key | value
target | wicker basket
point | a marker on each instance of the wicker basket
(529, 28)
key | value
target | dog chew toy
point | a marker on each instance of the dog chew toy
----------------
--- TRY IT ---
Your output should start at the line containing "target | dog chew toy" and stop at the last line of the material, copied exactly, with nothing else.

--- WRITTEN RESPONSE ---
target | dog chew toy
point | a marker on each instance of the dog chew toy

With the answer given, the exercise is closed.